Output part of the rows below as a Markdown table with two columns, Index and Line, numbering each line and skipping blank ones. Begin at the line that contains "Task: Where can the hood" and stop after the line that contains "[[212, 99], [152, 96]]".

----

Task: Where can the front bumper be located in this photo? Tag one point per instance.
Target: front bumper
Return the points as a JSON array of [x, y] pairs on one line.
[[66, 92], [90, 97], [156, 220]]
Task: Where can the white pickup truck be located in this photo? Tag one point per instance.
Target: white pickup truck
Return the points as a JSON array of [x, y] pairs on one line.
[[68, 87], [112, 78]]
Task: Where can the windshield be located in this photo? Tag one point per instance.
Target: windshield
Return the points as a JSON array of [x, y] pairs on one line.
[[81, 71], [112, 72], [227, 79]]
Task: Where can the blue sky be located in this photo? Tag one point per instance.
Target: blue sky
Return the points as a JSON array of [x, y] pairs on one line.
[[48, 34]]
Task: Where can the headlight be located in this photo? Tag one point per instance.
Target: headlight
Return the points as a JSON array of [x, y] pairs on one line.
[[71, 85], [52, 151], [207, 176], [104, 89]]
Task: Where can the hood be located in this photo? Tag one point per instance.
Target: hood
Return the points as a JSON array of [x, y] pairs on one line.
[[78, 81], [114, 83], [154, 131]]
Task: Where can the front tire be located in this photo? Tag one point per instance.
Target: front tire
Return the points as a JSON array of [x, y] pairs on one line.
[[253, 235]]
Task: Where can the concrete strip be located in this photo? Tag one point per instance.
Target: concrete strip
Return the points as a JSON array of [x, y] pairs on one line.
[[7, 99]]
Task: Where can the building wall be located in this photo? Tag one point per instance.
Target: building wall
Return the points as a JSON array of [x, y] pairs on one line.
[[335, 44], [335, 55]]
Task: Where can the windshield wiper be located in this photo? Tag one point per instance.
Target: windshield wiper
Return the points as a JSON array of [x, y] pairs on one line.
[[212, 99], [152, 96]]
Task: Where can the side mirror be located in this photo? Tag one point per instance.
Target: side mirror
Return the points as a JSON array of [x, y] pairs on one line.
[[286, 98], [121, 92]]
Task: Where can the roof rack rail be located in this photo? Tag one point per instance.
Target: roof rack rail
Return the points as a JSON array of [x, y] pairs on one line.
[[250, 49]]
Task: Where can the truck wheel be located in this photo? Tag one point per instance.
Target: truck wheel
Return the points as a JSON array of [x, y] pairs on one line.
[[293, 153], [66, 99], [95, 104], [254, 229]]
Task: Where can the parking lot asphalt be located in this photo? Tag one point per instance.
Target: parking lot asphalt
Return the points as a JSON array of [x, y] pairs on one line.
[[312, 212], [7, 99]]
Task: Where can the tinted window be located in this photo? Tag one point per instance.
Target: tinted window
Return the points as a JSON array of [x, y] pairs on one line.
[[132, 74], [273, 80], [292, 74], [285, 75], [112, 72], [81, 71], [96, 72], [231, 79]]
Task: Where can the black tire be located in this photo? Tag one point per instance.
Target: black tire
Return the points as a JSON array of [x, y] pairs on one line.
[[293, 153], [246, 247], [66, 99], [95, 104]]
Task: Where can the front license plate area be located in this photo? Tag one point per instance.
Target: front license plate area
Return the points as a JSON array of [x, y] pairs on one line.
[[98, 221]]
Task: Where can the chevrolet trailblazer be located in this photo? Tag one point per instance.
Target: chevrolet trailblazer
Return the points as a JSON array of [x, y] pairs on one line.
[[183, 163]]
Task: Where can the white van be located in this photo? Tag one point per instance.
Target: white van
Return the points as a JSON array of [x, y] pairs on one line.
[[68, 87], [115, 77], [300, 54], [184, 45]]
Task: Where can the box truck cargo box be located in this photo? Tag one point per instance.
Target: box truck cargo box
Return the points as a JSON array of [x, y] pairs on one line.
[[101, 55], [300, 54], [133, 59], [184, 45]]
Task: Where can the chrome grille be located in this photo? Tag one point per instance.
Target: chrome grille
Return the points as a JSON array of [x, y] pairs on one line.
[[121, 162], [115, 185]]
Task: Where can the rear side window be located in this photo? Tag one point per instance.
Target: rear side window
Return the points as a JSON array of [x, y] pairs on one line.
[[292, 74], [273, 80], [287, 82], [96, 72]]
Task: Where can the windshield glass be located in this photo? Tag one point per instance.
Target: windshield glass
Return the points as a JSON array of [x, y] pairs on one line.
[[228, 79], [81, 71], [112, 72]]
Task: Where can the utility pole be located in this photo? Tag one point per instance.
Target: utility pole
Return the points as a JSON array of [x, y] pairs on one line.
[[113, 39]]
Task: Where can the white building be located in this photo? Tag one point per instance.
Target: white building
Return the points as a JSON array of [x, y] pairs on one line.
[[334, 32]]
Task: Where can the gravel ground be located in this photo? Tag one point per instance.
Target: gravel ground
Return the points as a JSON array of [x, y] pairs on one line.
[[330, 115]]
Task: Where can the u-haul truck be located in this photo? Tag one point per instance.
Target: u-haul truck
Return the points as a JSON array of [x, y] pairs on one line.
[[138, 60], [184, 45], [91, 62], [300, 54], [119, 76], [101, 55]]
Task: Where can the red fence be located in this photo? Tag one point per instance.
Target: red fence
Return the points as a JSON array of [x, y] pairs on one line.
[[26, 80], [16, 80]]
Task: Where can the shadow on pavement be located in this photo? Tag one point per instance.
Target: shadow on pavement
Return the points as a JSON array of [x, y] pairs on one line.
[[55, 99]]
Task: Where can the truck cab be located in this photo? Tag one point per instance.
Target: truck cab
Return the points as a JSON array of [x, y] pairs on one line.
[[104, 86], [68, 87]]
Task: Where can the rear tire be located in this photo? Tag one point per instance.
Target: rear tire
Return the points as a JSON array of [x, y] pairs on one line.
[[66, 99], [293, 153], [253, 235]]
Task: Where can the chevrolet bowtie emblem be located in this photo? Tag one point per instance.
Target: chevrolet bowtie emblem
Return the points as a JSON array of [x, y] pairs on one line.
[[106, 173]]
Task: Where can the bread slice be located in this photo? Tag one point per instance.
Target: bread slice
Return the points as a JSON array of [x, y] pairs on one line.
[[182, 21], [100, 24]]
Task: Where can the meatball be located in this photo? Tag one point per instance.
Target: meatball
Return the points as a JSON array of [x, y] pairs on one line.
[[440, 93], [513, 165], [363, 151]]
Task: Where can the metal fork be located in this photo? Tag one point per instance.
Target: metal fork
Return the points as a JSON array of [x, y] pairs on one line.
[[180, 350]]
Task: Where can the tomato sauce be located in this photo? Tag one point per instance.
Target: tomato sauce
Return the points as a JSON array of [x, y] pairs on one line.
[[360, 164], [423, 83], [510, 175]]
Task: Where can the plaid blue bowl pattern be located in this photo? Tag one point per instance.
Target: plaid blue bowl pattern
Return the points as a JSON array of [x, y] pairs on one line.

----

▶ [Exercise output]
| Index | Line |
|---|---|
| 1 | Task: Where can the hood be located in this photo? Tag one point per instance. |
| 2 | Target: hood |
| 3 | Return the points as a JSON array of [x, y] pairs on one line. |
| 4 | [[78, 81], [114, 83], [154, 131]] |
| 5 | Task: Where can the front tire be located in this photo? Tag one point per instance. |
| 6 | Target: front tire |
| 7 | Return the points as a JSON array of [x, y] pairs on one line. |
| 8 | [[253, 235]] |
| 9 | Task: Where can the concrete strip be located in this photo? Tag one point per instance. |
| 10 | Target: concrete strip |
| 11 | Return the points as a JSON array of [x, y] pairs on one line. |
| 12 | [[7, 99]] |
| 13 | Task: Where can the building wall be located in this photo? Tag one point per instance. |
| 14 | Target: building wall |
| 15 | Return the points as a JSON array of [x, y] pairs on one line. |
| 16 | [[335, 44], [335, 55]] |
| 17 | Task: Where can the windshield wiper be located in this photo? Tag one point per instance. |
| 18 | Target: windshield wiper |
| 19 | Return the points as a JSON array of [x, y] pairs on one line. |
| 20 | [[212, 99], [152, 96]] |